GIVEN INSTRUCTION →
Revise the lines of the data below starting at the line containing "In the photo above, where can the bicycle frame" and ending at the line containing "point(252, 215)", replacing "park bench" with "garden bench" and leaving everything else unchanged.

DATA PROVIDED →
______

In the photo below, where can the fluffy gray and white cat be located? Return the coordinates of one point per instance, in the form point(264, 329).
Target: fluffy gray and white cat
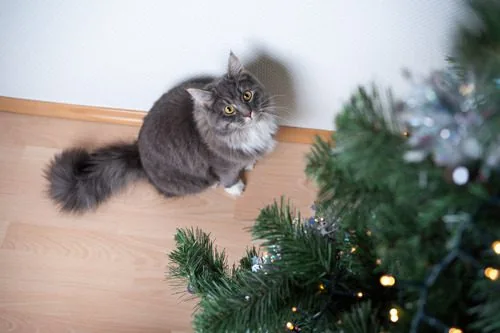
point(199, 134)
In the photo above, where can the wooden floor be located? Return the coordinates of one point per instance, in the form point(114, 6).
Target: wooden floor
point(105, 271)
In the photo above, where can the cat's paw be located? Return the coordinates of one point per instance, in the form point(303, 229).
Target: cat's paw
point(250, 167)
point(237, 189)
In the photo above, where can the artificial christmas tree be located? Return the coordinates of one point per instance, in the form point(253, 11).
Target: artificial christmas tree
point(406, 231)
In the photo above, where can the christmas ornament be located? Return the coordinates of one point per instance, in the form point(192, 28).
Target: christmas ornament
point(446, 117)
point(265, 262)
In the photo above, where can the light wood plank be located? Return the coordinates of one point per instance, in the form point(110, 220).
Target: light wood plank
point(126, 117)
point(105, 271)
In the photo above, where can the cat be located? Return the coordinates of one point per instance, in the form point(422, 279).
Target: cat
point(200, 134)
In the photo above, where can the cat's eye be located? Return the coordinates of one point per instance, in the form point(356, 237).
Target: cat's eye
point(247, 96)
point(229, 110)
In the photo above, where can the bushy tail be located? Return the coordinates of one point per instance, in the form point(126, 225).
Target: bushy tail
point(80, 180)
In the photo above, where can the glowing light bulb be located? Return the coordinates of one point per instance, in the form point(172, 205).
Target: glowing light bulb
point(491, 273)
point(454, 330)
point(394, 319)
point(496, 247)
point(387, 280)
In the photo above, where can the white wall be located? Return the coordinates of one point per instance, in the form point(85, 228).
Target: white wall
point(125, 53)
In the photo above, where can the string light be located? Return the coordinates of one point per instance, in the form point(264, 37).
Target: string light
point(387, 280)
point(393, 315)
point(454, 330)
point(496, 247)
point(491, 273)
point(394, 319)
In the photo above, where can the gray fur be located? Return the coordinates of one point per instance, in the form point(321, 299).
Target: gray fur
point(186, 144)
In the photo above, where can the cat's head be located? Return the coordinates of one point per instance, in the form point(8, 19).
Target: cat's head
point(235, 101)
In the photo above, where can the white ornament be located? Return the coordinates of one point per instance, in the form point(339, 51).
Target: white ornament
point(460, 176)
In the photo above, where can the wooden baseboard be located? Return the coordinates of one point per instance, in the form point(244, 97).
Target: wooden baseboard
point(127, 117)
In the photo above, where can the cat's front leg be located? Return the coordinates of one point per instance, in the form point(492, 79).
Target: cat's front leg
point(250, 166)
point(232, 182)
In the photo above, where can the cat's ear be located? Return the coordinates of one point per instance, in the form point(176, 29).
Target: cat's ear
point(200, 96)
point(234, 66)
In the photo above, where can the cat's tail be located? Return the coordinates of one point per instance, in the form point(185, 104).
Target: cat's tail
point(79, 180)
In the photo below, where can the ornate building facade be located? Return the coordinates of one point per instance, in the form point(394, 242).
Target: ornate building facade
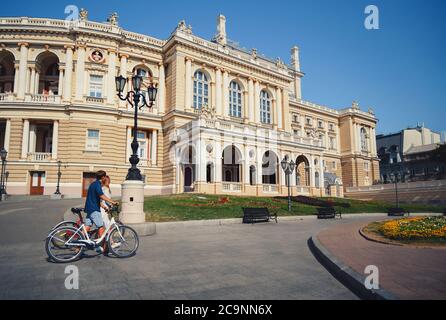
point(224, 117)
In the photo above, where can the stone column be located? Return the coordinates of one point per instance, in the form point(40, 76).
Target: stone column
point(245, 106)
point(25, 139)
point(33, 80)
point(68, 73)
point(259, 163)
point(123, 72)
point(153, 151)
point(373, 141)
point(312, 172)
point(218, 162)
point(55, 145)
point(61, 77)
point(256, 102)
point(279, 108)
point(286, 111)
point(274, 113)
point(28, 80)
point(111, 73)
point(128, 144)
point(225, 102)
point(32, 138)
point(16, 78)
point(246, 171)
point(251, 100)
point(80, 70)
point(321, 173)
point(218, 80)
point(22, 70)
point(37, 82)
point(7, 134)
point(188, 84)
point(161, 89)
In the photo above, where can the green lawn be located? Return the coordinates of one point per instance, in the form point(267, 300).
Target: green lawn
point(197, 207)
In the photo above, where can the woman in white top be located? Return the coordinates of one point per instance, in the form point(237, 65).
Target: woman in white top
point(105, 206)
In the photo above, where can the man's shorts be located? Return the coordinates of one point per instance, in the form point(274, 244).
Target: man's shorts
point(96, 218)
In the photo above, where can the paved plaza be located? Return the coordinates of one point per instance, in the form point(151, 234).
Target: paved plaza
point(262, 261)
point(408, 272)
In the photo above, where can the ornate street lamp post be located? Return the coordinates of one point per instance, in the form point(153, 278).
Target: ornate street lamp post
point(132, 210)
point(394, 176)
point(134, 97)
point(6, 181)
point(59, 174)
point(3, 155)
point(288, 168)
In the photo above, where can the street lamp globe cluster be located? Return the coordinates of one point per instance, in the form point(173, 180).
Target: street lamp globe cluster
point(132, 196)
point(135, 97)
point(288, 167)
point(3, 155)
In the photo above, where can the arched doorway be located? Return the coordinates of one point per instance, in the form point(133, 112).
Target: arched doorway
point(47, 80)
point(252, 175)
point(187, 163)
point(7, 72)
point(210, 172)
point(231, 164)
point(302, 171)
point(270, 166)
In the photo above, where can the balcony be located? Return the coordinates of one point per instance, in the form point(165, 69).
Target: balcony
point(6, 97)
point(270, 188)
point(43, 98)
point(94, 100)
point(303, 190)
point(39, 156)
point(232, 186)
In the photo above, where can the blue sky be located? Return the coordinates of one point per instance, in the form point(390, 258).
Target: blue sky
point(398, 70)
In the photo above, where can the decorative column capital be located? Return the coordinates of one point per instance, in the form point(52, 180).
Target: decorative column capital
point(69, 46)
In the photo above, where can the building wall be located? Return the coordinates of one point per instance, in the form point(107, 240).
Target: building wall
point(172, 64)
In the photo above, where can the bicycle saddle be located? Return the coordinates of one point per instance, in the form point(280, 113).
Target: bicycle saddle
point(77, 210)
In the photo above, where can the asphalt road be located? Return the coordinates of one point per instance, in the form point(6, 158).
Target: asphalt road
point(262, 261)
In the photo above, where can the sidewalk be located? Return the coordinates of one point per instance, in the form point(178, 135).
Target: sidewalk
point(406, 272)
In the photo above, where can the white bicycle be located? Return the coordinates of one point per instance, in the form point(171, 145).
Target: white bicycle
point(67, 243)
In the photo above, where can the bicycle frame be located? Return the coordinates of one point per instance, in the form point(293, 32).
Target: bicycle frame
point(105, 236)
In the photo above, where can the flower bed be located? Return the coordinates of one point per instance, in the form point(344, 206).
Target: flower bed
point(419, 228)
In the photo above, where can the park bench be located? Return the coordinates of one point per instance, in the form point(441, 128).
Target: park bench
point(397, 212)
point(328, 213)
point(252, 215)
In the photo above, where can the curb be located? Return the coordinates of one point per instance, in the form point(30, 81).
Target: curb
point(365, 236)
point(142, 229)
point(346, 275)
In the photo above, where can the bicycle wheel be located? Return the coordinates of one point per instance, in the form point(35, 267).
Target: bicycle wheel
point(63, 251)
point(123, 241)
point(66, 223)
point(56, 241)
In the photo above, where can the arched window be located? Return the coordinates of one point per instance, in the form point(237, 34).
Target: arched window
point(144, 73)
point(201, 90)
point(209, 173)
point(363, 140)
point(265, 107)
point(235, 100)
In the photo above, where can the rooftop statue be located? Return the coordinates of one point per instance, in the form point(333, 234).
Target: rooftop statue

______

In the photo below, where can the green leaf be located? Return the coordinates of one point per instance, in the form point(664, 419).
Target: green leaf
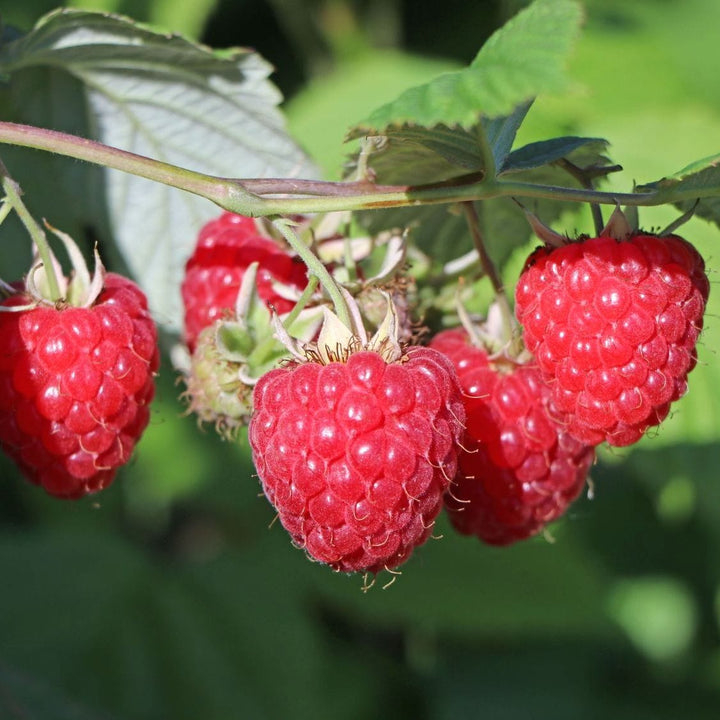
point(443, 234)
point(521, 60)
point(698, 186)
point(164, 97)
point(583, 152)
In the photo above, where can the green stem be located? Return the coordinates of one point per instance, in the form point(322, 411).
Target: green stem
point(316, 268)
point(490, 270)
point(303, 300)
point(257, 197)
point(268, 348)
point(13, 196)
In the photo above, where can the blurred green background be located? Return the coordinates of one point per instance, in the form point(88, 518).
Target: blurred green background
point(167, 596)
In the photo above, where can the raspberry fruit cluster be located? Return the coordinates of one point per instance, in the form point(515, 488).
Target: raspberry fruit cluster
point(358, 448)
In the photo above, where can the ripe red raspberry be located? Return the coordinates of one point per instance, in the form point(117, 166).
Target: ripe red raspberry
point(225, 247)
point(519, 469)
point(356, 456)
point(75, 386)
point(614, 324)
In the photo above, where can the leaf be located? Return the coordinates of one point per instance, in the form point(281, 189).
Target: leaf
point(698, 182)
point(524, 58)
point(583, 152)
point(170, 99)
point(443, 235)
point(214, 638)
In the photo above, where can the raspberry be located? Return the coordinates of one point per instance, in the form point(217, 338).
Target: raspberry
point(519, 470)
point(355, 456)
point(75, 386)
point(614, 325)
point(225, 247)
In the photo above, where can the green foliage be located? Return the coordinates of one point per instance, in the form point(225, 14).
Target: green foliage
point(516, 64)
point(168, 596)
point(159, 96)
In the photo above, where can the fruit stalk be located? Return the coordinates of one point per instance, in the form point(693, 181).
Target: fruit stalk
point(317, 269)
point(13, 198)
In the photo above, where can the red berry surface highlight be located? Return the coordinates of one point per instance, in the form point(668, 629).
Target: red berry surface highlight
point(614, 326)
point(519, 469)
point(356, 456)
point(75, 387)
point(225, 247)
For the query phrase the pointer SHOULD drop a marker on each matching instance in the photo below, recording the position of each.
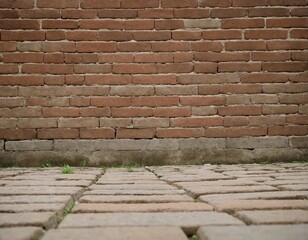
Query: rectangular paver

______

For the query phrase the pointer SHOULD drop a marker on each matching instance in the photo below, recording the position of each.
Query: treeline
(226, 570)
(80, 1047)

______

SOLUTION TO THE EXERCISE →
In the photo above, where can the bicycle frame be located? Return the coordinates of one point per instance, in the form point(293, 32).
Target: bicycle frame
point(105, 236)
In the photo above, where can the flower bed be located? Return the coordinates of one point per instance, in the form point(344, 206).
Target: flower bed
point(419, 228)
In the photo above, where can the garden bench be located? Return the coordinates of one point per instance, in the form point(441, 128).
Target: garden bench
point(397, 212)
point(328, 213)
point(252, 215)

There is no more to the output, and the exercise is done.